» **PROBLEM REQUIREMENTS**: Pull out every line in the records below that contains the string "face", and copy each one in full.
>> Start EXERCISE MATERIAL
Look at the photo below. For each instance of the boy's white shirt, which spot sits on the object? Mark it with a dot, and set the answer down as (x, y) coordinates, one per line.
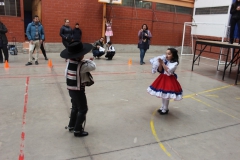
(86, 67)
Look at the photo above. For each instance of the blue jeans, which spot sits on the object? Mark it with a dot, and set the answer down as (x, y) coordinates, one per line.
(142, 54)
(96, 53)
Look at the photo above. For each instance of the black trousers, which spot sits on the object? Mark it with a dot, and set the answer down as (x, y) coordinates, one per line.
(65, 43)
(79, 110)
(233, 23)
(5, 52)
(42, 49)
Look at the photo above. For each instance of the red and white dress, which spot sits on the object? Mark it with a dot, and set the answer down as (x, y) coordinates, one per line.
(166, 85)
(109, 31)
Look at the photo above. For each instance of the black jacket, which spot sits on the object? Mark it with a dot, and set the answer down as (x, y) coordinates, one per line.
(234, 12)
(3, 31)
(97, 43)
(66, 32)
(77, 34)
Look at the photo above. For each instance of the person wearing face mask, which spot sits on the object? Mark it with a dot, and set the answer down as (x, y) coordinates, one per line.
(35, 34)
(235, 19)
(66, 33)
(144, 36)
(98, 49)
(77, 33)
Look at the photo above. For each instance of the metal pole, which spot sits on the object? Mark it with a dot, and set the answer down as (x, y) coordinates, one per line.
(104, 16)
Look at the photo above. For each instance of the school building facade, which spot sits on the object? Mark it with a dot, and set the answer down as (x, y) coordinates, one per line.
(164, 18)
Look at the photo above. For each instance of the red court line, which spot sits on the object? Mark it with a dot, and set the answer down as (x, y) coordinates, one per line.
(43, 65)
(21, 154)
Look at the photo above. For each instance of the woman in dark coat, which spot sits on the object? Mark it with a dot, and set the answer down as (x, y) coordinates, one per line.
(3, 42)
(66, 33)
(144, 36)
(77, 33)
(235, 19)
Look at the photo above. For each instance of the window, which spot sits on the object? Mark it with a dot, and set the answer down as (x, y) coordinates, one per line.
(10, 8)
(138, 3)
(212, 10)
(173, 8)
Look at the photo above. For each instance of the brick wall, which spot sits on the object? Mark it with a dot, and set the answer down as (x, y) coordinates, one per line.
(88, 13)
(15, 26)
(126, 22)
(166, 27)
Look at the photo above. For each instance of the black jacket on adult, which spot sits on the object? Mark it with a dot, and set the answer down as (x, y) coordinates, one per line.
(3, 31)
(97, 43)
(66, 33)
(77, 34)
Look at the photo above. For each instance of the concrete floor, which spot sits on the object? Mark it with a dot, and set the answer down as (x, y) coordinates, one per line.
(122, 120)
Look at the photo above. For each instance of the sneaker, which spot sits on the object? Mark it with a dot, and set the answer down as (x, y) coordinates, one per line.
(81, 134)
(29, 63)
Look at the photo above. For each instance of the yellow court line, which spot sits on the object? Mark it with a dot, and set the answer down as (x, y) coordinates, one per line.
(156, 136)
(215, 89)
(214, 107)
(187, 96)
(212, 95)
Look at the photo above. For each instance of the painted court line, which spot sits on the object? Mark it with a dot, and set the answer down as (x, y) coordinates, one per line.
(21, 154)
(187, 96)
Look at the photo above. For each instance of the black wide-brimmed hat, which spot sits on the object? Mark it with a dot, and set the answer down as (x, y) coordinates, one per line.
(76, 49)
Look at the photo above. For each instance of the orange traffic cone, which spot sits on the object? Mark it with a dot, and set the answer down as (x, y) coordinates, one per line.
(50, 63)
(130, 62)
(6, 65)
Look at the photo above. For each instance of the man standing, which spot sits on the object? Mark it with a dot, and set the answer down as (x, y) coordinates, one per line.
(3, 42)
(35, 34)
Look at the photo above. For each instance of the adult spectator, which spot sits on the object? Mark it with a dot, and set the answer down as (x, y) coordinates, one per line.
(77, 33)
(98, 49)
(35, 34)
(66, 33)
(144, 36)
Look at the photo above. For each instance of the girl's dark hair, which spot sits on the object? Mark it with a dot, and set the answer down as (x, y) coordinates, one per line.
(174, 54)
(145, 25)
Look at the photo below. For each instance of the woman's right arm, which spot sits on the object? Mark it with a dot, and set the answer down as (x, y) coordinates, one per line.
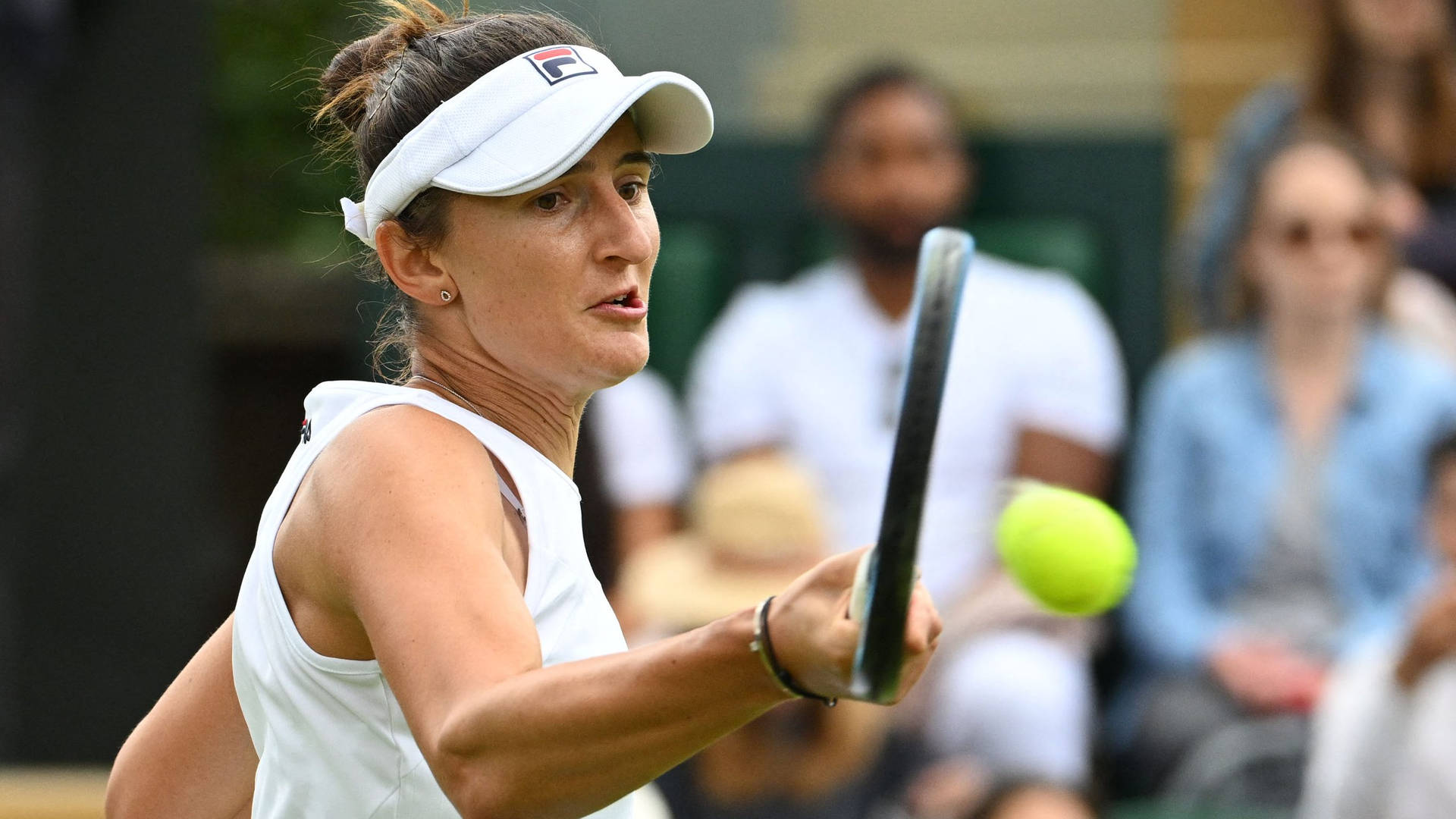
>> End EXERCISE MATERIAL
» **WRITTEN ANSWER**:
Look at the photo above. For each instance of the person wearing face mask, which spot sits on the object? Mark it with a dot, and set the answer down as (x, y) coordinates, one per line.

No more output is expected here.